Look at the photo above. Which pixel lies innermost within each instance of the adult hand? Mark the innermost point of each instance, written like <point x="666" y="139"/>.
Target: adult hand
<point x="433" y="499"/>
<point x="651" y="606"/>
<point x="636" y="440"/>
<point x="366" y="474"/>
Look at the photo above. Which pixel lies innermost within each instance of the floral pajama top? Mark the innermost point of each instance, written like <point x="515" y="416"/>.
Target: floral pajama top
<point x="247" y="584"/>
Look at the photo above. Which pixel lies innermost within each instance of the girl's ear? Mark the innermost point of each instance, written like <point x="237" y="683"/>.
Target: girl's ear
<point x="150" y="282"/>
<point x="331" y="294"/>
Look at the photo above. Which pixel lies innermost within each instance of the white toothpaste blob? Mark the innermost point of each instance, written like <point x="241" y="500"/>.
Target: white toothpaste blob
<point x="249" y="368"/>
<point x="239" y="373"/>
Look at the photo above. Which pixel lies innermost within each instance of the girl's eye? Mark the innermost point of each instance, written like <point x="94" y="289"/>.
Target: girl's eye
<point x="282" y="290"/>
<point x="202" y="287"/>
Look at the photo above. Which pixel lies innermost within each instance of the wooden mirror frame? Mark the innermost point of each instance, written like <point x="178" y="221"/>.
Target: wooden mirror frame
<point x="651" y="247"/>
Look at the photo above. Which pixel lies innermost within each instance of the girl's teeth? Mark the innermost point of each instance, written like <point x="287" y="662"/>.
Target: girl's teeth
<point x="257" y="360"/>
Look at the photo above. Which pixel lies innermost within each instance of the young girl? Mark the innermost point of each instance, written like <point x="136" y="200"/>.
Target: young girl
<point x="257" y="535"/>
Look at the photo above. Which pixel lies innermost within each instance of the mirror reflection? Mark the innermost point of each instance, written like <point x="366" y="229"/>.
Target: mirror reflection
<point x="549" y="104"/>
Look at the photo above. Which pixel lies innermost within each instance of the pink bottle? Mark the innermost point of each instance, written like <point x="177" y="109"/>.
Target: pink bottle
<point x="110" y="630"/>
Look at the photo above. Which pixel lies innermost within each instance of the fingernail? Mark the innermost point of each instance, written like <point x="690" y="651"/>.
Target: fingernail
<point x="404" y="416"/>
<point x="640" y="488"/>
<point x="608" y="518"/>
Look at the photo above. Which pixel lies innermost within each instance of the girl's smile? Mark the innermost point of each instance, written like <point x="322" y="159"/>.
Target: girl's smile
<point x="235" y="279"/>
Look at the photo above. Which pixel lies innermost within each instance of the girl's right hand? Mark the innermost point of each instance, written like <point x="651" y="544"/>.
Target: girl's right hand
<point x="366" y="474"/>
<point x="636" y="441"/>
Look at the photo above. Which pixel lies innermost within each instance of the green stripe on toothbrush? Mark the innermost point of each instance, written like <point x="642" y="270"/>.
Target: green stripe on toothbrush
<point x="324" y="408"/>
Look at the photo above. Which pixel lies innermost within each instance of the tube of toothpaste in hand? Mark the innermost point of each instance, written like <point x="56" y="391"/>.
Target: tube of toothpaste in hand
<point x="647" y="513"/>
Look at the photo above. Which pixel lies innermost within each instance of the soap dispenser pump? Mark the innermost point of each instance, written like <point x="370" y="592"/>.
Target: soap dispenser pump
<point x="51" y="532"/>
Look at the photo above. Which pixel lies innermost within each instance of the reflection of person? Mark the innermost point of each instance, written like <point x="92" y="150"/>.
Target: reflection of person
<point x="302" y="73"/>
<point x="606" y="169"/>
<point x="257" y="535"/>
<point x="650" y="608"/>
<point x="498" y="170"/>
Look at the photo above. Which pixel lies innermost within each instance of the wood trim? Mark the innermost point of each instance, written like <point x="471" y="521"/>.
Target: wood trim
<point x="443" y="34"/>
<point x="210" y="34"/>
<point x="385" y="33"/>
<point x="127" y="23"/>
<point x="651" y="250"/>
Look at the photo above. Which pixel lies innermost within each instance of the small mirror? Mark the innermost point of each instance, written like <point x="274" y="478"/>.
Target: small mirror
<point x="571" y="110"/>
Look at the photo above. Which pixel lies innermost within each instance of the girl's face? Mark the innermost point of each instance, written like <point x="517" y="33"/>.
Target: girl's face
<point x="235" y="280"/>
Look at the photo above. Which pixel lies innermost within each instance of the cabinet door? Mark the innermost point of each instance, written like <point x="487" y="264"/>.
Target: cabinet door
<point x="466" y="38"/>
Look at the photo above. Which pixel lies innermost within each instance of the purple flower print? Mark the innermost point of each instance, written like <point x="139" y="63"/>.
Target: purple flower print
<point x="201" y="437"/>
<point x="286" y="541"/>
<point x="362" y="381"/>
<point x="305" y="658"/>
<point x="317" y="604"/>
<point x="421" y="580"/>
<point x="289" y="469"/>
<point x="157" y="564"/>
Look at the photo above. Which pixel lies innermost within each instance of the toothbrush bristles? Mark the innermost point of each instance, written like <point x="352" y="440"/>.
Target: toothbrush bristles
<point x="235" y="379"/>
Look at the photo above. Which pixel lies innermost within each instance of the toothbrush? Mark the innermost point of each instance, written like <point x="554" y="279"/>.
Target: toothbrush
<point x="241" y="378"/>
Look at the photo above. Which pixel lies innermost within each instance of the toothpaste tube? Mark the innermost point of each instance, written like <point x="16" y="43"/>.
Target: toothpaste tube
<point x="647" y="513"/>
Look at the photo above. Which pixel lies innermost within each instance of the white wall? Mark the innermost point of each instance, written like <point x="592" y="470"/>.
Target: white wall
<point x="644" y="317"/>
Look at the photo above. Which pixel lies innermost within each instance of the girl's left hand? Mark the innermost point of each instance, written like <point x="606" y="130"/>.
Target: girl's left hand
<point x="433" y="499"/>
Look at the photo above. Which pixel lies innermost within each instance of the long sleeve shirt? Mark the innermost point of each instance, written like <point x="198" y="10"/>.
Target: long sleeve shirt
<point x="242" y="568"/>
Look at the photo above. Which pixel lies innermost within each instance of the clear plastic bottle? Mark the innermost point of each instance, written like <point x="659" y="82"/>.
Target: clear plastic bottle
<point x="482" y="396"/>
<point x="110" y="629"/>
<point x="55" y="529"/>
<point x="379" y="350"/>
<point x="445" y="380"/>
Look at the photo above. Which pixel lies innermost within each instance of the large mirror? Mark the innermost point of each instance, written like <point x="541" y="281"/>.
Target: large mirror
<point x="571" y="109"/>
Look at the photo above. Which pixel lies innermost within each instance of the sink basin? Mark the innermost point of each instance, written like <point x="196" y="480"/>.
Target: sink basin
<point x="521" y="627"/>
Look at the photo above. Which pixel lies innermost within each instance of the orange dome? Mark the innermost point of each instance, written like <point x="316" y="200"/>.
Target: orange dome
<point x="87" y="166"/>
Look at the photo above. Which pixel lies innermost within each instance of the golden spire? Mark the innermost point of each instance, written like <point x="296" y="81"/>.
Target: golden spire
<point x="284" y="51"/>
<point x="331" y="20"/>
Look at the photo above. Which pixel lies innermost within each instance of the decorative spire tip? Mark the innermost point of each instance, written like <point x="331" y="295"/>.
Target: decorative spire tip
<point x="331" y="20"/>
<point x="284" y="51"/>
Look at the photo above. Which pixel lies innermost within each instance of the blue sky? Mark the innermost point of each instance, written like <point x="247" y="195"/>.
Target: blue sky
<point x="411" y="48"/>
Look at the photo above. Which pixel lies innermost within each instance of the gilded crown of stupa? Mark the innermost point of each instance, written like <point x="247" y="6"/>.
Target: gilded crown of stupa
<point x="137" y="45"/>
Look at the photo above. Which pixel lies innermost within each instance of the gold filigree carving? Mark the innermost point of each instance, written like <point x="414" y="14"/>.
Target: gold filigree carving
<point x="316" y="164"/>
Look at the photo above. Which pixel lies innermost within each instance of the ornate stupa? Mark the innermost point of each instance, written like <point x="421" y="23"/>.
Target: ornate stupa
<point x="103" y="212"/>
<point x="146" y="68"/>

════════════════

The problem:
All lines from the one containing "of the golden" through the final line of the listing above are to be reproduced exactly; include both and add nothing.

Exercise output:
Look at the photo above. Which pixel lies innermost within each instance of the golden spire? Mark the innermost point of each instance, written like <point x="296" y="81"/>.
Target: golden spire
<point x="284" y="51"/>
<point x="331" y="20"/>
Look at the photo above. Which pixel lies innermost within each instance of the decorative spire tip? Mark the innermost point of each instance, written like <point x="331" y="295"/>.
Target: decorative spire tip
<point x="331" y="20"/>
<point x="284" y="51"/>
Look at the photo above. Which pixel lies innermost within each instance of the blue sky? Mark the innermost point of each instance, written like <point x="247" y="195"/>.
Target: blue sky
<point x="411" y="48"/>
Look at the photo above. Which pixel lies innermost within each instance of the gilded crown of stupa? Mark the innermost point of each instance, written like <point x="247" y="6"/>.
Target: gilded crown of stupa
<point x="137" y="45"/>
Look at the photo above. Which pixel lies innermost within each instance of the gold filigree carving? Mark the innermost point of each instance, written like <point x="414" y="14"/>.
Target: gold filigree carving
<point x="316" y="164"/>
Look at the photo above. Which pixel lies innermost within each instance of the ornate stupa? Mark the innermost point of each instance, written like <point x="421" y="23"/>.
Target: ornate stupa
<point x="103" y="212"/>
<point x="146" y="68"/>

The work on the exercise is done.